How to find the function $f$ given $f(f(x)) = xf(x)$? I was wondering if there is a continuous function such that $f(f(x)) = xf(x)$ for every positive number $x$.
 A: Sure. $$  f(x) = x^{\frac{1 + \sqrt 5}{2}}  $$
A: This is not yet a full answer for the proof, but possibly it is a good step to one. I also think that the problem is not more than a standard exercise in some textbook, but since there is not yet a more qualified answer here, I'll do some naive try so far...
────────────────
### Problem A
Copy the forum thread starting with "How to find" and going on through "positive number $x$.", swapping "continuous" for "differentiable".
The entries below have no connection to the forum thread.
────────────────
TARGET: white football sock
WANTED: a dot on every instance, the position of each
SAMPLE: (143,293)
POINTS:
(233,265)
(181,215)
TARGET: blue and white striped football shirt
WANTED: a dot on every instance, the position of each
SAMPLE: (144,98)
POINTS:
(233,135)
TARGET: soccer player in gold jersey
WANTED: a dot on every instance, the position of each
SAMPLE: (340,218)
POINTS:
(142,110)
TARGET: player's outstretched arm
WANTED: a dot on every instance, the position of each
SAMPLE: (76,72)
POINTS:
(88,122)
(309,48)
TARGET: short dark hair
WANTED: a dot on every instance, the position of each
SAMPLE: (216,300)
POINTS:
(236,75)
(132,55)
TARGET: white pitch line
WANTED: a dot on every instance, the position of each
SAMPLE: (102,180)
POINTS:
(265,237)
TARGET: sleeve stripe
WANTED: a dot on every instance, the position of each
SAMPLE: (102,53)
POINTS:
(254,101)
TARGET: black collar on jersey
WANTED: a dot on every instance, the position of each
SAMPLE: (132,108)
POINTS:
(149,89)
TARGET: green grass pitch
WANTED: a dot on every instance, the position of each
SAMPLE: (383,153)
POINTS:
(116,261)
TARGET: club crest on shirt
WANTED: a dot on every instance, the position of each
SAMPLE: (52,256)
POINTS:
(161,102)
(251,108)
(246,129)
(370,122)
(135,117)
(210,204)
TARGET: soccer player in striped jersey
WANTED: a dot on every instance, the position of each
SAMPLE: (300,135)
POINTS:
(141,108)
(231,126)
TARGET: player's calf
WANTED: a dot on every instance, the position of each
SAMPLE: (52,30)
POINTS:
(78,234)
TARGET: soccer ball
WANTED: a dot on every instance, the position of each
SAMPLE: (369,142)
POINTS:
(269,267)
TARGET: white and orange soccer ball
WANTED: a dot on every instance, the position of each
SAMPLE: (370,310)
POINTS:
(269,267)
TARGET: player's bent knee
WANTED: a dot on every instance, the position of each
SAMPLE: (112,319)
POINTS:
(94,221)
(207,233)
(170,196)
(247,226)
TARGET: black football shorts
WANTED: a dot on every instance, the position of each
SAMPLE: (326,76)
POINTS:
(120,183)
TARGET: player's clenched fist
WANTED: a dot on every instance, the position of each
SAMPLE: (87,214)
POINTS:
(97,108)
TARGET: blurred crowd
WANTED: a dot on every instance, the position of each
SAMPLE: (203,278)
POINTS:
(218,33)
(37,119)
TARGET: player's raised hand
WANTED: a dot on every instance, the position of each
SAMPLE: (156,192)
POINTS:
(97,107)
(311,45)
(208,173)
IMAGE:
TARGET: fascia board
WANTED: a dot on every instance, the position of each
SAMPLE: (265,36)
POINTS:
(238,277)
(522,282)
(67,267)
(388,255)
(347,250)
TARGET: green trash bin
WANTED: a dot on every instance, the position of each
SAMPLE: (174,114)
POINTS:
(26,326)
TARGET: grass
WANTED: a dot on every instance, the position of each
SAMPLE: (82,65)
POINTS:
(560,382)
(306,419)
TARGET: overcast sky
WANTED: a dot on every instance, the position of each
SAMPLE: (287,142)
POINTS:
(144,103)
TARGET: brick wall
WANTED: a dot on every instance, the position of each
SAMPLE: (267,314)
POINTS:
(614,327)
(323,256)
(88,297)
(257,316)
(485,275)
────────────────
### Problem B
How many lines of the entries contain the string "shirt" with matching case? Give only the number.

### Complete response A
How to find the function $f$ given $f(f(x)) = xf(x)$? I was wondering if there is a differentiable function such that $f(f(x)) = xf(x)$ for every positive number $x$.

### Complete response B
2